**Your instructions:**
Please pull out each line of the data below that contains the word "with".

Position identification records

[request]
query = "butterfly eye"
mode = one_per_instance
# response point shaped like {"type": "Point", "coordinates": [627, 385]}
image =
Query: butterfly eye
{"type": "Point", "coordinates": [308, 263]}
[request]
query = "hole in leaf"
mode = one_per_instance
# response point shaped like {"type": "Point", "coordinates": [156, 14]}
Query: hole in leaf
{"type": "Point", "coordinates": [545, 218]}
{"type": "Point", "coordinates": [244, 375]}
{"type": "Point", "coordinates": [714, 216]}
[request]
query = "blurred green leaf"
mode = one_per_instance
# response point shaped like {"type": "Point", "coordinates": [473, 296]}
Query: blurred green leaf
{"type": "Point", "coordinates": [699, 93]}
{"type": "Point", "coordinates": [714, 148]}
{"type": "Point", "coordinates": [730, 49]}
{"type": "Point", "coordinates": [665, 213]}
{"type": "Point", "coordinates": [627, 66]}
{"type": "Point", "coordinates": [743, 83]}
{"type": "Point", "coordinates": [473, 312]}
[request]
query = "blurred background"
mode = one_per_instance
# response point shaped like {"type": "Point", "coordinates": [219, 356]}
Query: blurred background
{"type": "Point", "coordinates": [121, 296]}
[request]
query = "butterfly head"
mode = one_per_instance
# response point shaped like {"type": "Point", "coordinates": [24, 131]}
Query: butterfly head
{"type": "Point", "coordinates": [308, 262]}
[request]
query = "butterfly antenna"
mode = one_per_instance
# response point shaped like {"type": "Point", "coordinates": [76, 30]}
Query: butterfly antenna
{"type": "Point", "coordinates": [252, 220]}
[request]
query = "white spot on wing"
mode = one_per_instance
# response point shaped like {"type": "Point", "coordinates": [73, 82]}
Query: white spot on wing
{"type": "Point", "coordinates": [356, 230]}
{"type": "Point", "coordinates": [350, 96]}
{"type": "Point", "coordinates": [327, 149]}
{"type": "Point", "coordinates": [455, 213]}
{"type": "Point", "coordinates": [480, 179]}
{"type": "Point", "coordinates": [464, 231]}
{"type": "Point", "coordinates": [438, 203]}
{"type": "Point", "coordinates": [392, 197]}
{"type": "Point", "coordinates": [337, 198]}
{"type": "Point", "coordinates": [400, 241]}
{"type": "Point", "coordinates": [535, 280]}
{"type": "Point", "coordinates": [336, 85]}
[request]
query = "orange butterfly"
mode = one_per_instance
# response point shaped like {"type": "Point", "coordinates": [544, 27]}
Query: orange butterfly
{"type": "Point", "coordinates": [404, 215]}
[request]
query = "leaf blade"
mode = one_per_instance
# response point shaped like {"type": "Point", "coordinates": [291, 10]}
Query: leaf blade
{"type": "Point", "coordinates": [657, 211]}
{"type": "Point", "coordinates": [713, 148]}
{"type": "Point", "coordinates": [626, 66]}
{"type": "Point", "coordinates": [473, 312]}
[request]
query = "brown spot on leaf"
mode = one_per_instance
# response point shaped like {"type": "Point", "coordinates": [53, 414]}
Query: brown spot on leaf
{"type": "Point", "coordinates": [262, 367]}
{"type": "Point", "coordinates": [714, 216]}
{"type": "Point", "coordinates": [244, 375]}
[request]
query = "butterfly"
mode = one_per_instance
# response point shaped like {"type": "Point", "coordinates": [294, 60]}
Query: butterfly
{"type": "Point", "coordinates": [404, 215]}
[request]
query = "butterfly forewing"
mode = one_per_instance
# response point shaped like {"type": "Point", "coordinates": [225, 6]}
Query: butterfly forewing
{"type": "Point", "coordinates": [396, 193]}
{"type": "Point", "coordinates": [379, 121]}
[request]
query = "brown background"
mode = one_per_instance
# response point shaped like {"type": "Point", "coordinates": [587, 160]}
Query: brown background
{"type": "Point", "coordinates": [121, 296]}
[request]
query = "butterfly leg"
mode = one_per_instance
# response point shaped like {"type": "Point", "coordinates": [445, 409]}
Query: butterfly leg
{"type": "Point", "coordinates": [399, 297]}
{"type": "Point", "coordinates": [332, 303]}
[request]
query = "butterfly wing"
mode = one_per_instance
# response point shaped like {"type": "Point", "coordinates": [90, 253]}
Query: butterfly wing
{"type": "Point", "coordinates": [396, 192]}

...

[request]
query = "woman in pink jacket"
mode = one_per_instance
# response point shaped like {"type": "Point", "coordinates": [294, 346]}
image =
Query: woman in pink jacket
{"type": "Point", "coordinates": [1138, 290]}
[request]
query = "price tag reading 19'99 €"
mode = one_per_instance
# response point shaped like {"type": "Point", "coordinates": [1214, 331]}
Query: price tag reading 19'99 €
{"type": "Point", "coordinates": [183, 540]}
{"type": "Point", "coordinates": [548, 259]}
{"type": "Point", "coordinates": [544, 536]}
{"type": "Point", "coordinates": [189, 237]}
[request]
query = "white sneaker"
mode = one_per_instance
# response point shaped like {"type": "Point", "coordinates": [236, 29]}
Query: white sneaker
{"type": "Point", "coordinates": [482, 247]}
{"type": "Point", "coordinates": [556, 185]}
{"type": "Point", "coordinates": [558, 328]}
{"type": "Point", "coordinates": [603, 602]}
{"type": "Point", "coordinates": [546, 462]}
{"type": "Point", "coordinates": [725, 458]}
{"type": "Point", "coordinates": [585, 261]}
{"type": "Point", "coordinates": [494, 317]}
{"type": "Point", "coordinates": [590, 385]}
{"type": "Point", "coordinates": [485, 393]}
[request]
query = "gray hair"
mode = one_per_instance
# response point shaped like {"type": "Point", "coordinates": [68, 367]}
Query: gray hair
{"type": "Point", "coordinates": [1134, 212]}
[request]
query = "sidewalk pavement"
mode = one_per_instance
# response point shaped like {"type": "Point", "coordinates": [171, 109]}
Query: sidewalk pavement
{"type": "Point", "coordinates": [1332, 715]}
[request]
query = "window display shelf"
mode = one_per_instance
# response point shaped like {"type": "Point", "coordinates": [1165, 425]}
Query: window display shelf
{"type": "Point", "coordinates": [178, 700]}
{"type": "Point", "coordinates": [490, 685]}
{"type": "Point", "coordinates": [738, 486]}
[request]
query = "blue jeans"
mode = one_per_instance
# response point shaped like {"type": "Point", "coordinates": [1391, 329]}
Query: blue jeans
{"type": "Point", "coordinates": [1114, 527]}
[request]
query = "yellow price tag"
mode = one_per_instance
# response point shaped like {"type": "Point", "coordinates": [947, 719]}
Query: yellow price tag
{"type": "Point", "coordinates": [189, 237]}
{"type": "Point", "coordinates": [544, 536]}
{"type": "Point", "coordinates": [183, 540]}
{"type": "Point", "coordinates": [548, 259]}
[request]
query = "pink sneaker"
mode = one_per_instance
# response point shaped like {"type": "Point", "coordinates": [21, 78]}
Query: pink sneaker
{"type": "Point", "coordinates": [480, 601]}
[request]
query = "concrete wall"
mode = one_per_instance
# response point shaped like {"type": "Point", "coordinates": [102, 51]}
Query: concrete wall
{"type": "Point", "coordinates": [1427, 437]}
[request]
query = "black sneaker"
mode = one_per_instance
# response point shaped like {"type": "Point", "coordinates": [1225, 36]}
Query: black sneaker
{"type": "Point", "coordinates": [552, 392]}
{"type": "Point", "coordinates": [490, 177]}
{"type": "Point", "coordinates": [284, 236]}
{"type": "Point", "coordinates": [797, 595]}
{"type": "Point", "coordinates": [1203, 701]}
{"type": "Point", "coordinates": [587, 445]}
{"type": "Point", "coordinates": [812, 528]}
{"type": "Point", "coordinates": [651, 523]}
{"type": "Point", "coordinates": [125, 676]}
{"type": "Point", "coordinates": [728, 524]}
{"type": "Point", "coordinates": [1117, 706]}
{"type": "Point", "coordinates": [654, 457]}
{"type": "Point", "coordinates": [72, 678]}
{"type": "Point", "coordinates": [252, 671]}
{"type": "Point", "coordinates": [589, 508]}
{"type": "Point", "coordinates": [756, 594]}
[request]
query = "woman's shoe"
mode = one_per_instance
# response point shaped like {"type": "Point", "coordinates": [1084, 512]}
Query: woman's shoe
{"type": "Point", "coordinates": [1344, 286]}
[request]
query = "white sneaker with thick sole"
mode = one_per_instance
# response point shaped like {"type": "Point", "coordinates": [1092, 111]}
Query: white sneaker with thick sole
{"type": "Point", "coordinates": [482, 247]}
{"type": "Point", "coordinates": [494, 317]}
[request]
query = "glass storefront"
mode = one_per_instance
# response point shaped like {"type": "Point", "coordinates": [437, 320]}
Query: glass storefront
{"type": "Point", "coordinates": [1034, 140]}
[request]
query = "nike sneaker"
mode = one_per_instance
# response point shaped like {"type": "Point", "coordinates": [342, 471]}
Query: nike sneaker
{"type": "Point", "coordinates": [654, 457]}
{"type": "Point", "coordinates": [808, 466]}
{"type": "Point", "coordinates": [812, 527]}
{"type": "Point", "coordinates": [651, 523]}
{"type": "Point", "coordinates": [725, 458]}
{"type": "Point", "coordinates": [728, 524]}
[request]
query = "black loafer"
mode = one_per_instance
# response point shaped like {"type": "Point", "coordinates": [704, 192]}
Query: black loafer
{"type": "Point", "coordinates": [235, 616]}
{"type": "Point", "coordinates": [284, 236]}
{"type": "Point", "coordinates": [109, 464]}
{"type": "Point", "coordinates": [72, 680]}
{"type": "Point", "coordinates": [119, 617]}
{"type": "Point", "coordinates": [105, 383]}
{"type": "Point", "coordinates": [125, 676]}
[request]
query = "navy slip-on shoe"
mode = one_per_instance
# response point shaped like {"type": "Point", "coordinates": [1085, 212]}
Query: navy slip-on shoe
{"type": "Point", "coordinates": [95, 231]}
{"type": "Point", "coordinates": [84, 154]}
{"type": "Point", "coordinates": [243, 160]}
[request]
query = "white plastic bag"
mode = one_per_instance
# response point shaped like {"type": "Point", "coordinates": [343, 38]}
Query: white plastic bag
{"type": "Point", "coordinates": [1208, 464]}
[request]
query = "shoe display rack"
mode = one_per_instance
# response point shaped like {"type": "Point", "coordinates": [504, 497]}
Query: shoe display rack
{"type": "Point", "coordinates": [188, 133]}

**Answer to the problem:**
query = "white sneaker with thick sole"
Query: white sneaker with thick sole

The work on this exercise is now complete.